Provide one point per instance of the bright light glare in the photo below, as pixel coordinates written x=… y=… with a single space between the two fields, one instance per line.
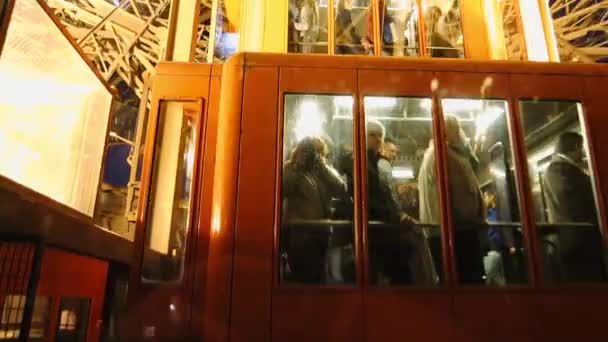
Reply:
x=310 y=121
x=485 y=119
x=498 y=173
x=461 y=105
x=343 y=101
x=403 y=173
x=376 y=102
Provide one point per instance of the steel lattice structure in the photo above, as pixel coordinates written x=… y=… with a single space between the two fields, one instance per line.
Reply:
x=581 y=29
x=125 y=38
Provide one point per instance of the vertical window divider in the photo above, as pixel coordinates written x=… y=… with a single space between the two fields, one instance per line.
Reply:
x=376 y=28
x=421 y=30
x=447 y=231
x=331 y=28
x=520 y=28
x=360 y=184
x=524 y=187
x=596 y=181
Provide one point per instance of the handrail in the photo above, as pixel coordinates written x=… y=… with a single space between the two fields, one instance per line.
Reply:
x=102 y=22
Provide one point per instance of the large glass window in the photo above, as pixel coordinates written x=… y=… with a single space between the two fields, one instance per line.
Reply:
x=171 y=190
x=565 y=206
x=53 y=112
x=308 y=26
x=317 y=190
x=443 y=28
x=404 y=238
x=484 y=202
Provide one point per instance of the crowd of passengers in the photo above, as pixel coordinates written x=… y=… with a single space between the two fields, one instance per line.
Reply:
x=405 y=247
x=305 y=29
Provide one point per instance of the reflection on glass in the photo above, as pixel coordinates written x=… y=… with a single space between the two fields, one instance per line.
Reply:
x=404 y=237
x=400 y=28
x=511 y=27
x=443 y=28
x=317 y=206
x=351 y=26
x=121 y=171
x=170 y=196
x=73 y=319
x=53 y=112
x=563 y=192
x=226 y=33
x=12 y=317
x=307 y=28
x=483 y=193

» WHAT TO DO: "Provide one point per instance of the large" marks the last line to keep. Retype every line from the start of the entries through that one, exactly, and drop the pictures.

» SOLUTION:
Provide one point per instance of the bright light glare in the photo below, as pixel coordinates written x=… y=… with a single space between the two fields, one instance per line.
Reply:
x=310 y=121
x=485 y=119
x=498 y=173
x=461 y=105
x=343 y=101
x=403 y=173
x=376 y=102
Provide one point per instance of the steel lattice structure in the photo above, as pixel coordinates written x=… y=… with a single space between the two fields, one instance per line.
Reply:
x=581 y=29
x=125 y=38
Provide one point per instance of the vertical window divider in the photo above, as pixel coordinates written x=… y=… with a single space between the two fields, one instance per line.
Reply:
x=376 y=28
x=421 y=30
x=447 y=231
x=331 y=28
x=520 y=28
x=360 y=184
x=524 y=187
x=596 y=181
Provide one point per instance of the handrail in the photo above, as pixel coordinates written x=… y=… with a single space between the two fields, one instance per line.
Reply:
x=102 y=22
Provide one point per instance of the large glass window in the photo above, as pixel coordinates written x=… y=… with a single space between the two fields, one instance per line.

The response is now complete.